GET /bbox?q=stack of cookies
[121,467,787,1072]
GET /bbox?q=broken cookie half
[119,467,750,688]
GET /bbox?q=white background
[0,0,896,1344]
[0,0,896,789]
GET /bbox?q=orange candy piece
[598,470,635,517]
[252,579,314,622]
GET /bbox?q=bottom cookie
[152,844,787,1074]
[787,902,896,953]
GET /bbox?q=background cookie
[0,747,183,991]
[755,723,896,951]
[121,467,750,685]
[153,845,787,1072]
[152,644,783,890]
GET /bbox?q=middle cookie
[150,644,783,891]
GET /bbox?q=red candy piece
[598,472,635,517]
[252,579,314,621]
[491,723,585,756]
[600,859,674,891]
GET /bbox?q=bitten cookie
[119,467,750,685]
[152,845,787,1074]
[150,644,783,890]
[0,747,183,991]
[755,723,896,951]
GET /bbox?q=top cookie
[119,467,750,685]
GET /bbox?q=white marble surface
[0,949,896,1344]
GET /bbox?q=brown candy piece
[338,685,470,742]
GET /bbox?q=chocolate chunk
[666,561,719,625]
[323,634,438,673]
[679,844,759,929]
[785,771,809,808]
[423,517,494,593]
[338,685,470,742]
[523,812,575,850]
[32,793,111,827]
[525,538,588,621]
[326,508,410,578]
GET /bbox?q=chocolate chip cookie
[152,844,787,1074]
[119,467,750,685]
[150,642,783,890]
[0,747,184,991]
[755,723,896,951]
________________________
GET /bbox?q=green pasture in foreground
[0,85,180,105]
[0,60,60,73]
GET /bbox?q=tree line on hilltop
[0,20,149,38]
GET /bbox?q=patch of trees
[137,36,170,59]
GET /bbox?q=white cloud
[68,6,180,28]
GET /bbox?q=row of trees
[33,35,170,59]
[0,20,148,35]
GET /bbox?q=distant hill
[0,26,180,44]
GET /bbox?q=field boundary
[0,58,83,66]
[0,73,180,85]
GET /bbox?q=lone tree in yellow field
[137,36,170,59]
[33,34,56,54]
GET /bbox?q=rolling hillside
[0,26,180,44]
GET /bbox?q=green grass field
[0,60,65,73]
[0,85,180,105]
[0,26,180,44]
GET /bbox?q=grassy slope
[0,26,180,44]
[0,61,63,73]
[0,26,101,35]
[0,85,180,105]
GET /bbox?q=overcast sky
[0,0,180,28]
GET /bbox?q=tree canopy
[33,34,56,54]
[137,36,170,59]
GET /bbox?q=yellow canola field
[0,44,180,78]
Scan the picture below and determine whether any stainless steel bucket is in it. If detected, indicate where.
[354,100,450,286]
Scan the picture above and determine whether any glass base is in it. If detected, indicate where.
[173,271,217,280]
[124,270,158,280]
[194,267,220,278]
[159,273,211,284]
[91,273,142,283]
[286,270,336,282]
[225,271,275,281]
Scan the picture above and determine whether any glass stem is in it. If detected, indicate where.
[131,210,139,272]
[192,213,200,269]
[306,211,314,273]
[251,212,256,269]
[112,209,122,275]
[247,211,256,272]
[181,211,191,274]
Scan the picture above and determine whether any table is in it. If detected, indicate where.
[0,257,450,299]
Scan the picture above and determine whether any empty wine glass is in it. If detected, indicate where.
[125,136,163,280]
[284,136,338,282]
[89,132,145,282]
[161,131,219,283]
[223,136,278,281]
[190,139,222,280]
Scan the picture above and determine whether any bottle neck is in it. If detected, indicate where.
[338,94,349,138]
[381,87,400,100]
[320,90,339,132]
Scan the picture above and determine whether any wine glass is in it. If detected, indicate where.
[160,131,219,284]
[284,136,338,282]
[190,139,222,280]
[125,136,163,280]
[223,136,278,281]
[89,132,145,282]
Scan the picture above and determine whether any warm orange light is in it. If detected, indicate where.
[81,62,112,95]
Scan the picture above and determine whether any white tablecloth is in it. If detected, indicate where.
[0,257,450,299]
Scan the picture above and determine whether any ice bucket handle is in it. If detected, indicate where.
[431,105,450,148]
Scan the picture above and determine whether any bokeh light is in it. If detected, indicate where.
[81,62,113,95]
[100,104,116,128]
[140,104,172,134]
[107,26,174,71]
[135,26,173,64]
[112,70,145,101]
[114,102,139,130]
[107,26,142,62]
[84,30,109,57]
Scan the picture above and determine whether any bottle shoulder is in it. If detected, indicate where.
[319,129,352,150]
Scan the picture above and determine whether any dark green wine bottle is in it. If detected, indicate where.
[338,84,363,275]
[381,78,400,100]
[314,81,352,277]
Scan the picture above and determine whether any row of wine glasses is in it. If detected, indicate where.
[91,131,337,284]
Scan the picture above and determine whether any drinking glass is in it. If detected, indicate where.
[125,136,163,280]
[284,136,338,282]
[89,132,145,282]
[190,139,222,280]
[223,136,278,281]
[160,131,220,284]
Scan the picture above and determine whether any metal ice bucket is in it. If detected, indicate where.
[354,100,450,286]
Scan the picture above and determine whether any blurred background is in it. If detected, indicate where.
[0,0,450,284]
________________________
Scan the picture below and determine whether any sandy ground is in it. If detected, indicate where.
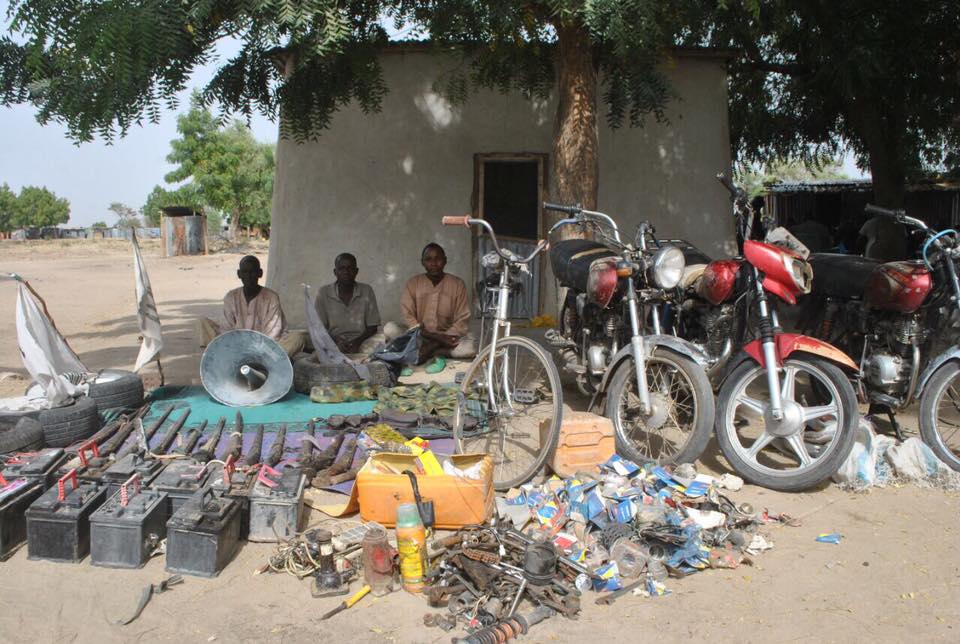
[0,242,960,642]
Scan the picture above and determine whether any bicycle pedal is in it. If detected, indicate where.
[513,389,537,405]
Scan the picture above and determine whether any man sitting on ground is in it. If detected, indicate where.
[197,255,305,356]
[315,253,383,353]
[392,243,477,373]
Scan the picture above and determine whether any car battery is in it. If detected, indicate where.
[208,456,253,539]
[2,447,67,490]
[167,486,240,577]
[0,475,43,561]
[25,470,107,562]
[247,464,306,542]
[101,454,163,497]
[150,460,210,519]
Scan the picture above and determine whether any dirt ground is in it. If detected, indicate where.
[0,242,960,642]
________________________
* **EXERCISE DIRECTIONS**
Copy out every row from the one containing "GET /bbox?q=stack of cookies" through the one containing "[150,644,783,891]", both included, character for character.

* **SOLUTION TO THIS TASK**
GET /bbox?q=stack of cookies
[121,467,787,1072]
GET /bbox?q=broken cookie half
[119,467,750,688]
GET /bbox?q=white background
[0,0,896,1344]
[0,0,896,789]
GET /bbox?q=orange candy piece
[598,470,635,517]
[252,579,314,622]
GET /bbox?q=bottom cookie
[152,844,787,1074]
[787,902,896,953]
GET /bbox?q=background cookie
[0,747,183,991]
[755,723,896,951]
[121,467,750,685]
[153,845,787,1072]
[152,644,783,890]
GET /bbox?q=middle cookie
[150,644,783,891]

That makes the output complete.